Task to carry out
Could you rewrite the stretch of the material below, from the line containing "Expected: for every instance of the metal roof" through the end of the material, with "red shirt" swapped for "orange shirt" and everything else left as it is?

Data records
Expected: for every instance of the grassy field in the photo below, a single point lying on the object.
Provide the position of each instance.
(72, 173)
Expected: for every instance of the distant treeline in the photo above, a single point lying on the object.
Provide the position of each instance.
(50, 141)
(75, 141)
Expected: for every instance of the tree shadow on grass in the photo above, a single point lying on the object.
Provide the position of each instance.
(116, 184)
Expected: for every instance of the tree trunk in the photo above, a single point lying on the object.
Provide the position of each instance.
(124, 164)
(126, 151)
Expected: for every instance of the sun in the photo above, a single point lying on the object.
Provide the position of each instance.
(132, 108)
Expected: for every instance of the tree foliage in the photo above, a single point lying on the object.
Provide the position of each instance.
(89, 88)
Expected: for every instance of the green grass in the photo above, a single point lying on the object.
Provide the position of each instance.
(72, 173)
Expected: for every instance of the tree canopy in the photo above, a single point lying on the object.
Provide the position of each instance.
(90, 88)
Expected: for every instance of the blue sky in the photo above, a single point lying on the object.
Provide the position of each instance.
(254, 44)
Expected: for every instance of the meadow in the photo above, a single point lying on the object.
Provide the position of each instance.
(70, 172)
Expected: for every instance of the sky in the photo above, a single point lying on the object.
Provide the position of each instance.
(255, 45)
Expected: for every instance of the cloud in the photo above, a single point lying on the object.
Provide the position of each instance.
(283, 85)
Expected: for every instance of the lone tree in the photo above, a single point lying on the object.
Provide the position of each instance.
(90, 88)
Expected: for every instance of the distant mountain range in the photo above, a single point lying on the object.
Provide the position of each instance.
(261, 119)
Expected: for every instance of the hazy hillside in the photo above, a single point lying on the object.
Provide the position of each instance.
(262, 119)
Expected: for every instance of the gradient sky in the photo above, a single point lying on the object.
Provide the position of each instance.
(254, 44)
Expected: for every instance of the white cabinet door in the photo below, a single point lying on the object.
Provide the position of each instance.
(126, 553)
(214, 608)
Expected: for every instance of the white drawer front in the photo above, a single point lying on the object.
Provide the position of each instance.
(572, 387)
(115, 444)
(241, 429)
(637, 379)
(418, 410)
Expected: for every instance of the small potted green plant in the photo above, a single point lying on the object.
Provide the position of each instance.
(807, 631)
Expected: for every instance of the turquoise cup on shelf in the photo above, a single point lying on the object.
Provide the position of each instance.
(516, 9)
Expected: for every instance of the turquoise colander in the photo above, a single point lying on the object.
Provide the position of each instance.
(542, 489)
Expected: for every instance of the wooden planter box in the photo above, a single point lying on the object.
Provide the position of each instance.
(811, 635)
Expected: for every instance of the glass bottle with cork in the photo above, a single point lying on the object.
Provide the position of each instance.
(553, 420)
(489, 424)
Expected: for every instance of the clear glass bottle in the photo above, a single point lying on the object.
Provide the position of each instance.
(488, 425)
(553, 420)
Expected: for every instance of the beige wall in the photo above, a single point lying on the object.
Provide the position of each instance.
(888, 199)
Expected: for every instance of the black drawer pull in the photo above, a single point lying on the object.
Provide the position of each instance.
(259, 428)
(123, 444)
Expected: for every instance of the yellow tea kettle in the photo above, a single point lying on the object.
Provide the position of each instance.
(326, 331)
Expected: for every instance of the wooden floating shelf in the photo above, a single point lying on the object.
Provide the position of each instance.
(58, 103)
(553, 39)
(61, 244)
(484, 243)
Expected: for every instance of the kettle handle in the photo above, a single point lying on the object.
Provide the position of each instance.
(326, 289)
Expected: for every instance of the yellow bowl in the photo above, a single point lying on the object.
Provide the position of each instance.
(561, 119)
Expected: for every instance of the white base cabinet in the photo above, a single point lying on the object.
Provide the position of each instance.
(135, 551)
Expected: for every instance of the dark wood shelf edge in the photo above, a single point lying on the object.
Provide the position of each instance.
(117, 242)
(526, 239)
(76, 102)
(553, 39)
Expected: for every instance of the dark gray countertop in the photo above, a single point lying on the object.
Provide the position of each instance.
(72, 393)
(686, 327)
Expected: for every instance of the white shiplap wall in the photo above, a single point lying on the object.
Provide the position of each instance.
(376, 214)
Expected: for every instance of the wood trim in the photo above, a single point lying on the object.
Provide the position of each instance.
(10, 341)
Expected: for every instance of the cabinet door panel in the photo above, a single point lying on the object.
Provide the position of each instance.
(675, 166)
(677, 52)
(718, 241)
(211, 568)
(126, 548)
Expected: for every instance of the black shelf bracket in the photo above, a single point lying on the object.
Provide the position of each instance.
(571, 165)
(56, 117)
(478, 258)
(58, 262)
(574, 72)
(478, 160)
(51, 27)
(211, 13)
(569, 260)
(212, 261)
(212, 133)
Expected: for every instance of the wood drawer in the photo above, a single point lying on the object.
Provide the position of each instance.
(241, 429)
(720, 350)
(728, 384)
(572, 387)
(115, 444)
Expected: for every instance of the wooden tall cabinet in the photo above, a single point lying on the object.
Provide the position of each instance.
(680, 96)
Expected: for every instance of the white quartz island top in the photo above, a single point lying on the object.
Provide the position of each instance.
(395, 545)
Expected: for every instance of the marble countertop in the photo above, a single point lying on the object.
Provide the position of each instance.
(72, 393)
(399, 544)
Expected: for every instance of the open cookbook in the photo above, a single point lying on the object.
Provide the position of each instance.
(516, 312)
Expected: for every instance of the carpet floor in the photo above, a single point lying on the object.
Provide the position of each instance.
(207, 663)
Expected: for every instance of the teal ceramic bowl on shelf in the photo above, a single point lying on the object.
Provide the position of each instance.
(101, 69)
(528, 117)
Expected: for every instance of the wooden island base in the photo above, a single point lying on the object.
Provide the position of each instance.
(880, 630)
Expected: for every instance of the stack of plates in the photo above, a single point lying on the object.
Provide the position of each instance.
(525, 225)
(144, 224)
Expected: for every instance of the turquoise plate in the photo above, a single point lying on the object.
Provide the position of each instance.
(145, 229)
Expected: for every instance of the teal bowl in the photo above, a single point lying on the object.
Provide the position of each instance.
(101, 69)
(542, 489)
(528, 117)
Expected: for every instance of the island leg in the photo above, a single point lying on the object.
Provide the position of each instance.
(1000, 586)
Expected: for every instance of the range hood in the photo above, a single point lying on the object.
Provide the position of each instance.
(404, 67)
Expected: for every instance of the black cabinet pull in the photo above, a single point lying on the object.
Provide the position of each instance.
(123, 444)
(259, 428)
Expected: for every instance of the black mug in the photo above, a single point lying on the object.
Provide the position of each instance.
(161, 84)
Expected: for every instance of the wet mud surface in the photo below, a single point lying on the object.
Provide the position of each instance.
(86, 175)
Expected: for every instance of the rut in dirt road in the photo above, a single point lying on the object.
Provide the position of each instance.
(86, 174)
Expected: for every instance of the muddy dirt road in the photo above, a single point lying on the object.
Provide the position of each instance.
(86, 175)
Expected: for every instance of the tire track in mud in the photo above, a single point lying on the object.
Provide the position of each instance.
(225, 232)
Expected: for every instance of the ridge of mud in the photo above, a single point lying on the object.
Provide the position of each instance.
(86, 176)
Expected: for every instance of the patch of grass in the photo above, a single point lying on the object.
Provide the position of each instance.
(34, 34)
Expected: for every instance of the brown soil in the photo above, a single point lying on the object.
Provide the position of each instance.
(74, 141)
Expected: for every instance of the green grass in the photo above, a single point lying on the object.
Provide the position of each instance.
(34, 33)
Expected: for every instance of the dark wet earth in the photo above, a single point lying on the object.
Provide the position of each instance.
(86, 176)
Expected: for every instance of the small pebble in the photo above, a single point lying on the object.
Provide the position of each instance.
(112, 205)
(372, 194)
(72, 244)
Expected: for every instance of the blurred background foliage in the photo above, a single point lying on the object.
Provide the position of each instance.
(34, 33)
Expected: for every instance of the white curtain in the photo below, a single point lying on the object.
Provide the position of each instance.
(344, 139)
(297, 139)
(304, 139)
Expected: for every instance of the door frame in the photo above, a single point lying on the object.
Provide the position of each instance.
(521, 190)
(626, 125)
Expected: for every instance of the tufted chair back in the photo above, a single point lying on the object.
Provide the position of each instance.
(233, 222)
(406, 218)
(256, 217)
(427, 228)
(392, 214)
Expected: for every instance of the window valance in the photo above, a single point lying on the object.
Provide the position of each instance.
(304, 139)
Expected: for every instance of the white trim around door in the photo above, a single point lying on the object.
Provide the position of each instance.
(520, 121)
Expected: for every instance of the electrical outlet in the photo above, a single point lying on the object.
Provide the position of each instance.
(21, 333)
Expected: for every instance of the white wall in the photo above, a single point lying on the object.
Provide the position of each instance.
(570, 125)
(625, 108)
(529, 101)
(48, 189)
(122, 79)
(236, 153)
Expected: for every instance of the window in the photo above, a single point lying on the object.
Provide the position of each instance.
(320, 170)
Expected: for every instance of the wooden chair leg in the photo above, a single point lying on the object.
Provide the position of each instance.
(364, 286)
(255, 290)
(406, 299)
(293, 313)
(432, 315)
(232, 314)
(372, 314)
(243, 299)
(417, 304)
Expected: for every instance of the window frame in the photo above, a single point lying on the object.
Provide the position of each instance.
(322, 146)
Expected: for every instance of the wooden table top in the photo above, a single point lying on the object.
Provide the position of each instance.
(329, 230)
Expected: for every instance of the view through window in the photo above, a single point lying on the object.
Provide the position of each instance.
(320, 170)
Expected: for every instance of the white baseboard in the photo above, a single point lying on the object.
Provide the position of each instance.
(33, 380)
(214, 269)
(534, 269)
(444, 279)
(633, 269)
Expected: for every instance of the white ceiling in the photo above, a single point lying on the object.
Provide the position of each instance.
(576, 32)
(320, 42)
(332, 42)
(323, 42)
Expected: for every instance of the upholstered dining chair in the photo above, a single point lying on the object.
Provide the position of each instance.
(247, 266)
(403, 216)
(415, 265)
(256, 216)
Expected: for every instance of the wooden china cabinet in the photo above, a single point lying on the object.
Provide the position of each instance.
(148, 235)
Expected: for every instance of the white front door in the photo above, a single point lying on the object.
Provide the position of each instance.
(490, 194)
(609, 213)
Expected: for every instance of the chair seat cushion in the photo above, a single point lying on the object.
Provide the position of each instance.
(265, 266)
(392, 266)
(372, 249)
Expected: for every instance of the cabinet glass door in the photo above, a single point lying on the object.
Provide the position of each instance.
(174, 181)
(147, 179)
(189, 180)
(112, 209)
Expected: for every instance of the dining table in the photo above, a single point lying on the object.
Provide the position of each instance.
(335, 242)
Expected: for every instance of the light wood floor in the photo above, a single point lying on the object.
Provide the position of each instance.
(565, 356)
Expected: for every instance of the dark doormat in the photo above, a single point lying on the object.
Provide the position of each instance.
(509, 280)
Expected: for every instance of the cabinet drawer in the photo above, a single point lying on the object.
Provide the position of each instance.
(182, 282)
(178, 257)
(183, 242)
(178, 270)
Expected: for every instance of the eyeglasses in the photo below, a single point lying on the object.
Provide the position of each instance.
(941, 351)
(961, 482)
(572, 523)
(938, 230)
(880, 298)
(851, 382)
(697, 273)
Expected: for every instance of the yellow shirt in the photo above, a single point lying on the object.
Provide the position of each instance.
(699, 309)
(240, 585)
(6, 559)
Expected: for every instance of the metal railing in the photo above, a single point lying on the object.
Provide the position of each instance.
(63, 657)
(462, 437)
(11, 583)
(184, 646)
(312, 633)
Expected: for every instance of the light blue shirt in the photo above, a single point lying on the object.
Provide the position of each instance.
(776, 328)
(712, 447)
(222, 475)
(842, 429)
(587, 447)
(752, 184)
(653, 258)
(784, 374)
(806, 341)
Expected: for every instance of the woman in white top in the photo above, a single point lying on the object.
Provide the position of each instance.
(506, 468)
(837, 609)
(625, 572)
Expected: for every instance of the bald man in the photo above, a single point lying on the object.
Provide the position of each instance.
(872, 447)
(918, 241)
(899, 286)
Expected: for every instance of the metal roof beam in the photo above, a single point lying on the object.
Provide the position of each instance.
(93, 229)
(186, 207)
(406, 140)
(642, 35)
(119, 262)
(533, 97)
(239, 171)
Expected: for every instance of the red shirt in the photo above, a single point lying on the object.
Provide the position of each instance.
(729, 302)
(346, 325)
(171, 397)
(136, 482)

Correct output
Expected: for every instance of the metal roof beam in the photo above, a single point lying on the object.
Provide the position of each instance.
(93, 229)
(186, 207)
(406, 140)
(642, 35)
(119, 262)
(533, 97)
(239, 171)
Expected: for every instance of the orange shirt in the photo above, a single point lying on the object.
Provide the position of each instance.
(729, 302)
(346, 325)
(171, 397)
(136, 482)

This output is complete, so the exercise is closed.